::: SUPPLIED DATA
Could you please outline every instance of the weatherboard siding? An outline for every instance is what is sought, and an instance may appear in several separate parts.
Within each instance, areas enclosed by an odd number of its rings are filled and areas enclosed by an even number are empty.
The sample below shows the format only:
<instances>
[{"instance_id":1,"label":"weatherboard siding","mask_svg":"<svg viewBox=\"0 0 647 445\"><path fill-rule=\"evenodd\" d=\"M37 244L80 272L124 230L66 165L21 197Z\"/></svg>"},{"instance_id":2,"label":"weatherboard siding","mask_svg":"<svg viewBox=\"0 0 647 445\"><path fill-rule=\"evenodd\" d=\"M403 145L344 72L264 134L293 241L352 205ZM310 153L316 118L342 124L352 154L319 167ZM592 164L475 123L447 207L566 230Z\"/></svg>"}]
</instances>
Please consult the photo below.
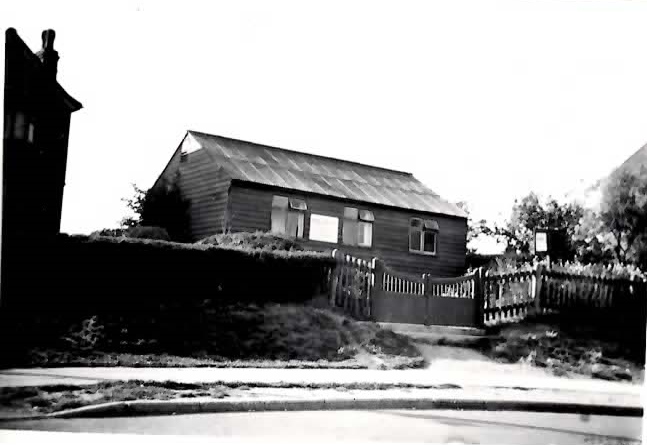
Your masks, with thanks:
<instances>
[{"instance_id":1,"label":"weatherboard siding","mask_svg":"<svg viewBox=\"0 0 647 445\"><path fill-rule=\"evenodd\" d=\"M180 150L160 179L177 178L182 196L190 202L191 235L199 240L223 231L230 178L212 162L205 150L189 153L180 162ZM159 181L158 181L159 182Z\"/></svg>"},{"instance_id":2,"label":"weatherboard siding","mask_svg":"<svg viewBox=\"0 0 647 445\"><path fill-rule=\"evenodd\" d=\"M301 241L306 247L316 250L337 248L367 259L379 257L389 267L408 273L430 273L436 277L452 277L461 275L465 271L467 221L464 218L389 209L369 204L351 203L337 198L276 191L276 189L263 186L234 182L229 195L232 231L269 231L272 196L275 194L306 200L308 205L304 227L306 239ZM331 244L307 240L310 232L310 213L338 217L340 222L339 239L341 240L344 207L346 206L371 210L374 213L373 248L346 246L341 242ZM435 256L409 252L409 221L413 217L431 218L438 222L440 233Z\"/></svg>"}]
</instances>

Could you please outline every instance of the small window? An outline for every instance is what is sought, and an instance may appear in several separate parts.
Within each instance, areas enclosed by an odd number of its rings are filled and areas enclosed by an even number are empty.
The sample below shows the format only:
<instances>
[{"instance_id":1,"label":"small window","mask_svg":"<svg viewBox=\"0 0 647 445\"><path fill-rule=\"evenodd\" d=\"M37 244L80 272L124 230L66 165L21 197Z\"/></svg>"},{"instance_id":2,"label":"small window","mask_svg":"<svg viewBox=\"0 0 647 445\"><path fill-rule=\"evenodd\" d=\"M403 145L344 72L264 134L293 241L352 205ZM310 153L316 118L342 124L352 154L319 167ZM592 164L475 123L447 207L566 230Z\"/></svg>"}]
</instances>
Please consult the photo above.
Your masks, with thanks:
<instances>
[{"instance_id":1,"label":"small window","mask_svg":"<svg viewBox=\"0 0 647 445\"><path fill-rule=\"evenodd\" d=\"M337 244L339 236L339 218L334 216L310 215L310 239L325 243Z\"/></svg>"},{"instance_id":2,"label":"small window","mask_svg":"<svg viewBox=\"0 0 647 445\"><path fill-rule=\"evenodd\" d=\"M27 126L27 142L30 144L34 142L34 129L34 124L30 122Z\"/></svg>"},{"instance_id":3,"label":"small window","mask_svg":"<svg viewBox=\"0 0 647 445\"><path fill-rule=\"evenodd\" d=\"M306 203L285 196L272 198L272 233L303 238Z\"/></svg>"},{"instance_id":4,"label":"small window","mask_svg":"<svg viewBox=\"0 0 647 445\"><path fill-rule=\"evenodd\" d=\"M302 199L290 198L290 208L293 210L307 210L306 202Z\"/></svg>"},{"instance_id":5,"label":"small window","mask_svg":"<svg viewBox=\"0 0 647 445\"><path fill-rule=\"evenodd\" d=\"M16 117L13 123L13 137L15 139L24 139L25 138L25 114L16 113Z\"/></svg>"},{"instance_id":6,"label":"small window","mask_svg":"<svg viewBox=\"0 0 647 445\"><path fill-rule=\"evenodd\" d=\"M440 227L433 219L412 218L409 227L409 250L435 255L439 231Z\"/></svg>"},{"instance_id":7,"label":"small window","mask_svg":"<svg viewBox=\"0 0 647 445\"><path fill-rule=\"evenodd\" d=\"M186 162L189 159L189 153L183 151L180 153L180 162Z\"/></svg>"},{"instance_id":8,"label":"small window","mask_svg":"<svg viewBox=\"0 0 647 445\"><path fill-rule=\"evenodd\" d=\"M344 208L342 241L349 246L371 247L373 245L373 222L375 216L370 210L354 207Z\"/></svg>"}]
</instances>

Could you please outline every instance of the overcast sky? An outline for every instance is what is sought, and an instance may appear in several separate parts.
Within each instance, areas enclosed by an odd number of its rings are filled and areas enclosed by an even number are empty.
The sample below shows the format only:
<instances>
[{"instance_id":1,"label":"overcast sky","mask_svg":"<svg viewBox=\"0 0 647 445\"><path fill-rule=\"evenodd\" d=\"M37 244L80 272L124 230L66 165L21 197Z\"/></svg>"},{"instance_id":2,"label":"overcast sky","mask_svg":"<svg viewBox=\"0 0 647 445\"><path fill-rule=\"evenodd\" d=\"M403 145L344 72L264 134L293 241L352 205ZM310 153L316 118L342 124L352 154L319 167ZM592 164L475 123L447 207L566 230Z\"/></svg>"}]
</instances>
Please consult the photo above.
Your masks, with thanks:
<instances>
[{"instance_id":1,"label":"overcast sky","mask_svg":"<svg viewBox=\"0 0 647 445\"><path fill-rule=\"evenodd\" d=\"M70 233L116 227L187 129L410 171L489 219L647 142L642 1L20 1L0 17L34 51L56 30L84 106Z\"/></svg>"}]
</instances>

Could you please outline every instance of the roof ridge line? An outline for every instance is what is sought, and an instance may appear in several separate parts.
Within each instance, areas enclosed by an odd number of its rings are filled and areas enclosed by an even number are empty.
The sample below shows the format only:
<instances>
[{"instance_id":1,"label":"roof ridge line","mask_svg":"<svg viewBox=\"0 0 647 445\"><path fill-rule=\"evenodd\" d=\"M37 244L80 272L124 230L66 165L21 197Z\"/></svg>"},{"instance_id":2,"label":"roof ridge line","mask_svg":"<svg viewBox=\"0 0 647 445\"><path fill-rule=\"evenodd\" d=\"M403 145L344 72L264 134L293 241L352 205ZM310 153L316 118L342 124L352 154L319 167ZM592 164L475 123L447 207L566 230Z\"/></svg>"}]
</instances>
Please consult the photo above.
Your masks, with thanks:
::::::
Your reply must consist solely of the number of lines in the listing above that include the word "Could".

4